Point annotation dataset rows
** start **
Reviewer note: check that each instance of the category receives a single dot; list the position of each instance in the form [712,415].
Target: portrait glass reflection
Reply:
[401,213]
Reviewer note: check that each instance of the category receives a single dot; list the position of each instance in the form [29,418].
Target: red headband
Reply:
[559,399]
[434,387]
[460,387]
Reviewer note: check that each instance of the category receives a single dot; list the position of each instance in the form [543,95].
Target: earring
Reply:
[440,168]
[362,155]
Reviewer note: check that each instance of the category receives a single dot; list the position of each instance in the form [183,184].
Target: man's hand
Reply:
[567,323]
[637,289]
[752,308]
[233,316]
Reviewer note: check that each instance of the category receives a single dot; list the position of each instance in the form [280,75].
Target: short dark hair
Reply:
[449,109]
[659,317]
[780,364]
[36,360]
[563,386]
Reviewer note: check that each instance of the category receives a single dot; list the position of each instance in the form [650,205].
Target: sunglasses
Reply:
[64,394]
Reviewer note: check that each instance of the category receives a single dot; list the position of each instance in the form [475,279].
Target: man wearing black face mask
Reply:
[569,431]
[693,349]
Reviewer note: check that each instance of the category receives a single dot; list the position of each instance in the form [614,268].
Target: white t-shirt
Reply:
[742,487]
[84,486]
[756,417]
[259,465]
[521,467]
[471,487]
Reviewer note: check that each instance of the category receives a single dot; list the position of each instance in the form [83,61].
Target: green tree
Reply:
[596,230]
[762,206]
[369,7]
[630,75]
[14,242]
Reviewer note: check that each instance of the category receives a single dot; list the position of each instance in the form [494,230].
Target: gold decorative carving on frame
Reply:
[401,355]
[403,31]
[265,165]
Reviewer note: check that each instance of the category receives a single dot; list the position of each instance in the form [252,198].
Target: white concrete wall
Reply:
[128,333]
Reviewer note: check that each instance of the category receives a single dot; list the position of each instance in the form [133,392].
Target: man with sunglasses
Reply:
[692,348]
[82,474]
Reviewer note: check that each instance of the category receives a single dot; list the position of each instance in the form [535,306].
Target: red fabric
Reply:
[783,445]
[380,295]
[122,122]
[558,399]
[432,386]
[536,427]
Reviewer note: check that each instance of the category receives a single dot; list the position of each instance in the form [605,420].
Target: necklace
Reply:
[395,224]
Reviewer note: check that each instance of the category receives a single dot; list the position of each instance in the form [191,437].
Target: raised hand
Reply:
** end **
Could you format the rows as a numbered list, leaving out any blank lines, from the line containing "the form [650,205]." through the end of the rows?

1. Reviewer note: check that each instance of the category receives a single dot; list the position of each instance in the form [650,205].
2. Target: sunglasses
3. Reply:
4. [64,394]
5. Reviewer note: check that each instance of the category receives a single dot; list the position of each instance in the form [475,279].
6. Target: man wearing black face mask
7. Reply:
8. [569,431]
9. [693,349]
10. Reviewer note: check that each instance of the category receives a single dot; list the position of each instance in the form [614,268].
11. Target: white t-shirt
12. Reply:
13. [742,487]
14. [84,486]
15. [756,417]
16. [259,465]
17. [521,467]
18. [471,487]
19. Reviewer note: check that each instance of the category receives a single dot; list the position of each instance in the form [83,61].
20. Target: green tree
21. Reply:
22. [596,230]
23. [762,206]
24. [369,7]
25. [630,75]
26. [14,242]
27. Reviewer note: check that each instance of the category receives a single dot; list the position of each instance in the form [494,230].
28. Target: gold decorative carving on frame
29. Reply:
30. [401,355]
31. [403,31]
32. [265,165]
33. Reviewer note: check that each instance of the category receives a single dot; list the position of each instance in the form [252,198].
34. Target: white concrete wall
35. Reply:
36. [128,333]
37. Reviewer note: check that each instance of the category receives a single dot; list the position of each instance in the form [133,392].
38. Target: man with sunglasses
39. Reply:
40. [692,348]
41. [82,474]
42. Reviewer note: check that each instance of the category receives a single dot; list the position of each instance in the form [535,306].
43. Target: red fabric
44. Reply:
45. [783,445]
46. [380,295]
47. [122,122]
48. [558,399]
49. [432,386]
50. [536,427]
51. Reviewer note: check that each instance of the category receives a single dot; list the position of each instance in the form [605,420].
52. Target: necklace
53. Reply:
54. [395,224]
55. Reviewer note: check that each instance of the category receives a single dot; list the position of each instance in the form [191,437].
56. Target: raised hand
57. Reply:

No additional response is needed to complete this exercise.